**Supplied entries**:
_ _ _ _ _ _ _

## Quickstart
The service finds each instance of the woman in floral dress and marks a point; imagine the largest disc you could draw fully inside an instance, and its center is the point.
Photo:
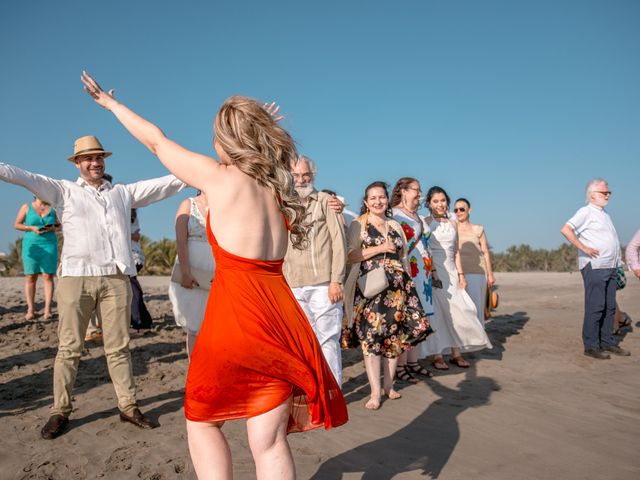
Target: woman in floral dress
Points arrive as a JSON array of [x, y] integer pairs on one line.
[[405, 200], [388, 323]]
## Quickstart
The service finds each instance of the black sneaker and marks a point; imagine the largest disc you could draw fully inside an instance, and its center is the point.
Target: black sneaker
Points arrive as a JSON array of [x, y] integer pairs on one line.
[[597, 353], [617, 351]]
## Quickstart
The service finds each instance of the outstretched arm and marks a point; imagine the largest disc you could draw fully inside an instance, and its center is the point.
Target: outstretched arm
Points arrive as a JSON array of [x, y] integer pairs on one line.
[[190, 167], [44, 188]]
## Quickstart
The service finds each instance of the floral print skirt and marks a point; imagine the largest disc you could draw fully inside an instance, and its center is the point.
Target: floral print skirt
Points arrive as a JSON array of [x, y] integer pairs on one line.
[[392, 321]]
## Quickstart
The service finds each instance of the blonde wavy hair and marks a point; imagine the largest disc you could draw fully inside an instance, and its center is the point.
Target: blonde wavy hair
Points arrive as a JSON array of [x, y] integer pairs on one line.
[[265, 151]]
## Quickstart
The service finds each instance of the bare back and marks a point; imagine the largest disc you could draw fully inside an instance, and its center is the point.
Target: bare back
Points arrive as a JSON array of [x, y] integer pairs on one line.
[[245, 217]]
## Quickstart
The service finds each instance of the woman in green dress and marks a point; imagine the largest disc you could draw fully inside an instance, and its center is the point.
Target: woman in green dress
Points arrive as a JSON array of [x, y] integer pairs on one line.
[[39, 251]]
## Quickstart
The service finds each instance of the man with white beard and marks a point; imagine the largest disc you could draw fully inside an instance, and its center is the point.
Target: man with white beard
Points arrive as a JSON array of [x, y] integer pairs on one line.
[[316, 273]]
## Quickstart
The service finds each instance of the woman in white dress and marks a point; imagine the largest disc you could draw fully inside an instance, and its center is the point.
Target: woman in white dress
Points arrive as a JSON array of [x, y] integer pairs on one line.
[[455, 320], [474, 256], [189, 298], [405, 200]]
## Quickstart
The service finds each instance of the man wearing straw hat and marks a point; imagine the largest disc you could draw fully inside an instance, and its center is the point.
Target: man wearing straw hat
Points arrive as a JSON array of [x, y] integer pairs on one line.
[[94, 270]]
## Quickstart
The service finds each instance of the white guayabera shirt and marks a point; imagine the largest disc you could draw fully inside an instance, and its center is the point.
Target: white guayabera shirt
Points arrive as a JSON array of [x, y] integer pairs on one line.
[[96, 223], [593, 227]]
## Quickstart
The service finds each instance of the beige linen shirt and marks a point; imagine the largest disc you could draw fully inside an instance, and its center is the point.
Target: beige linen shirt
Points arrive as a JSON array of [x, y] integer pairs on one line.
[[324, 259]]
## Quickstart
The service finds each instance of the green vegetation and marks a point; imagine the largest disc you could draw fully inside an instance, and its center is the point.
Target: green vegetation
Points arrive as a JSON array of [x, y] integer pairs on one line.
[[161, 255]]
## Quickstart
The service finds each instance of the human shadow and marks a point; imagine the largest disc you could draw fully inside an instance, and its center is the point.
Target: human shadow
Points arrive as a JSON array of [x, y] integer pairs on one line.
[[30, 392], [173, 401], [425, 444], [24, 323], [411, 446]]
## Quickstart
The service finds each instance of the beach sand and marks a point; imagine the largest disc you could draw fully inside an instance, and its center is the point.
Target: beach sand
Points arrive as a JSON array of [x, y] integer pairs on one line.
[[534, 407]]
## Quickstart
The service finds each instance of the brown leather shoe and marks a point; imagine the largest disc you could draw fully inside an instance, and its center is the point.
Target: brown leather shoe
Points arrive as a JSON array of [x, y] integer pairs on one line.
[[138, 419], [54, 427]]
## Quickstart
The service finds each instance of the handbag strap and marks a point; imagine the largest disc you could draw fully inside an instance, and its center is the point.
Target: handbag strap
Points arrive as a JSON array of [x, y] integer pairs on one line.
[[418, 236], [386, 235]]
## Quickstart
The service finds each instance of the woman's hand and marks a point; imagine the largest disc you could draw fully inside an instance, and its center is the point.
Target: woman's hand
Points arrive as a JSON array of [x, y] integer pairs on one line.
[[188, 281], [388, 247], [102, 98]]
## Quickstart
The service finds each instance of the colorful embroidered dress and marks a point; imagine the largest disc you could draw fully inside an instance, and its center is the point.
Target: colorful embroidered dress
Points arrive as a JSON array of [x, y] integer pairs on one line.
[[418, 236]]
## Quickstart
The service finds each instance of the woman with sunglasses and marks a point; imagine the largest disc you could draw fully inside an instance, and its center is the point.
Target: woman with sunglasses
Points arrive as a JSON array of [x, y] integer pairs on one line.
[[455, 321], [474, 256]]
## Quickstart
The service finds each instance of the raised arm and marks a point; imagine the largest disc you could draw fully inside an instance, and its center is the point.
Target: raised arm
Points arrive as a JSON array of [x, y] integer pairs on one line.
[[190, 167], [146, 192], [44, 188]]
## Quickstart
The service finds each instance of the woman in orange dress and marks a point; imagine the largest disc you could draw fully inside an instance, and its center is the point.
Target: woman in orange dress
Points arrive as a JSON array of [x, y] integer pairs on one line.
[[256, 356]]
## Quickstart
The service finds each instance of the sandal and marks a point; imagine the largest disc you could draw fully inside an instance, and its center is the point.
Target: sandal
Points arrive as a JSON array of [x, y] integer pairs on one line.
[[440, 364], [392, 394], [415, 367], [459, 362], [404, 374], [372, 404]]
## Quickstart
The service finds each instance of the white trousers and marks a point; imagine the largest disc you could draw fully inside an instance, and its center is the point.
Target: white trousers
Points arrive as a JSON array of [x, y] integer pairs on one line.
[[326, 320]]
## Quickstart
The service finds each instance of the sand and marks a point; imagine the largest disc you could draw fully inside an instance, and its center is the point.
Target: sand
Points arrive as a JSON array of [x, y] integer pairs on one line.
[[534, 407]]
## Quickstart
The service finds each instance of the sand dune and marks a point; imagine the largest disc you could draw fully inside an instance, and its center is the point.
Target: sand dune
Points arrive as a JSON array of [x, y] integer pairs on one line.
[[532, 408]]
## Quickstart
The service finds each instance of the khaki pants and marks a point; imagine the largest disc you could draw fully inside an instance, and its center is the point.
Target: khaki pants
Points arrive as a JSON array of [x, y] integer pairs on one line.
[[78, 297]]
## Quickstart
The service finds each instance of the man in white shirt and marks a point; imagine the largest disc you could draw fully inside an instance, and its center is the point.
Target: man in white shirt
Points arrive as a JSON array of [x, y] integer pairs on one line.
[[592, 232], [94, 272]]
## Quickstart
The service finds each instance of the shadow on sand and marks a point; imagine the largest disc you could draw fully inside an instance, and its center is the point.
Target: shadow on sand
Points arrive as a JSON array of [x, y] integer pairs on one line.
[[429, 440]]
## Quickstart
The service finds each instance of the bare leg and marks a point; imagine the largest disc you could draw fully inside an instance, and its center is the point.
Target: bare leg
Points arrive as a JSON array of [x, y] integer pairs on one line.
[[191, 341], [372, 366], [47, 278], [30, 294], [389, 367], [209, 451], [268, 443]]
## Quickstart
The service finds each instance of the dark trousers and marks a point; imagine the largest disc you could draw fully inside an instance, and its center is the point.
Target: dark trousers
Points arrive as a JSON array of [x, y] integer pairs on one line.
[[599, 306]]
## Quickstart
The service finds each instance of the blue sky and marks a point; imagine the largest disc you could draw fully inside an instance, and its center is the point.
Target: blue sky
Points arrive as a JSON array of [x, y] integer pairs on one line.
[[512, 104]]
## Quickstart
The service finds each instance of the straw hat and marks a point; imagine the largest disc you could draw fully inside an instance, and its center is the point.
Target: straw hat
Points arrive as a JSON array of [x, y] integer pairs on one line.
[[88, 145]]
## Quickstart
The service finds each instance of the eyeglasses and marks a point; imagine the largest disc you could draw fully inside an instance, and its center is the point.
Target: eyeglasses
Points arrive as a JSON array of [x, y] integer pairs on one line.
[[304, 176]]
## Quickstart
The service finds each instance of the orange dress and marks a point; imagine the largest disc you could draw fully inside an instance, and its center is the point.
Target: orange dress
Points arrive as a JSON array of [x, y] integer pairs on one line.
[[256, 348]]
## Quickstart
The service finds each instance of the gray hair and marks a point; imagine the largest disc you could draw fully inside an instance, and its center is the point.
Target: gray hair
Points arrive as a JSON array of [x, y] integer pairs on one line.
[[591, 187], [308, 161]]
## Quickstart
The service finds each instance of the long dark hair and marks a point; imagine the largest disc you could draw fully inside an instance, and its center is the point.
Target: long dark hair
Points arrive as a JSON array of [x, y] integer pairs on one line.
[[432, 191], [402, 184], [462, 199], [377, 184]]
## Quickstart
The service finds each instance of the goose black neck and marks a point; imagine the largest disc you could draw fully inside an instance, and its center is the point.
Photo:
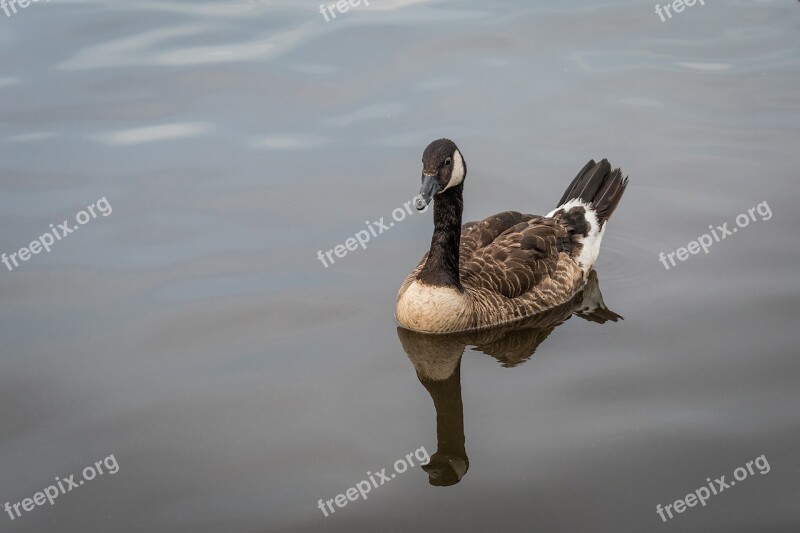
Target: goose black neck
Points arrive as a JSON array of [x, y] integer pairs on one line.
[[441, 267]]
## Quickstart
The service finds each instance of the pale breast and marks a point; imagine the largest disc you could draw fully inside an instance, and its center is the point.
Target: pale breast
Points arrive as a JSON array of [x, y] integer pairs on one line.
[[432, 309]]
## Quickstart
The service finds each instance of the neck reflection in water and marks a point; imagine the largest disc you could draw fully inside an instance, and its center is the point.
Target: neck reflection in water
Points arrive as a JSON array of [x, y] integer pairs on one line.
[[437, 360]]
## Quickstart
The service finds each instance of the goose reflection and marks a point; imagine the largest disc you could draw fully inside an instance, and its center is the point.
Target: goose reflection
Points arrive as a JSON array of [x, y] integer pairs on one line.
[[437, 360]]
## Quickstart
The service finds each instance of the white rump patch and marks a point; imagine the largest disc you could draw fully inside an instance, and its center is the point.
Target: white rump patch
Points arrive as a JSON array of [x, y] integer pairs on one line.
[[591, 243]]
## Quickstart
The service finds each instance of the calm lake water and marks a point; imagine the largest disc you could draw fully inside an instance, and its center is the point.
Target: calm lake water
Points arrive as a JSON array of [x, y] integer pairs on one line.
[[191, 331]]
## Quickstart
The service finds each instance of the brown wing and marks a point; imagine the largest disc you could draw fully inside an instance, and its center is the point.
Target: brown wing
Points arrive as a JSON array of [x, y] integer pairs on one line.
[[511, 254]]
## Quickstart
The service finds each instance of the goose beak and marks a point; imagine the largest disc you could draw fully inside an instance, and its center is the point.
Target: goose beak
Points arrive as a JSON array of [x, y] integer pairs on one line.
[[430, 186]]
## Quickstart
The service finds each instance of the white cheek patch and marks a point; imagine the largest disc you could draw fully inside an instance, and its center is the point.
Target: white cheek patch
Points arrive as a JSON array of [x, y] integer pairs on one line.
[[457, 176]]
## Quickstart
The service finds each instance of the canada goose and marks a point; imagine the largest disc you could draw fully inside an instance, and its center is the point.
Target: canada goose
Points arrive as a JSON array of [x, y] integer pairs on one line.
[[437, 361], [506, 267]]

_ _ _ _ _ _ _

**Objective**: Count the lines of the material above that contain the string "sneaker", with uppercase and lowercase treated as different. Give only the number.

**Finished task**: 2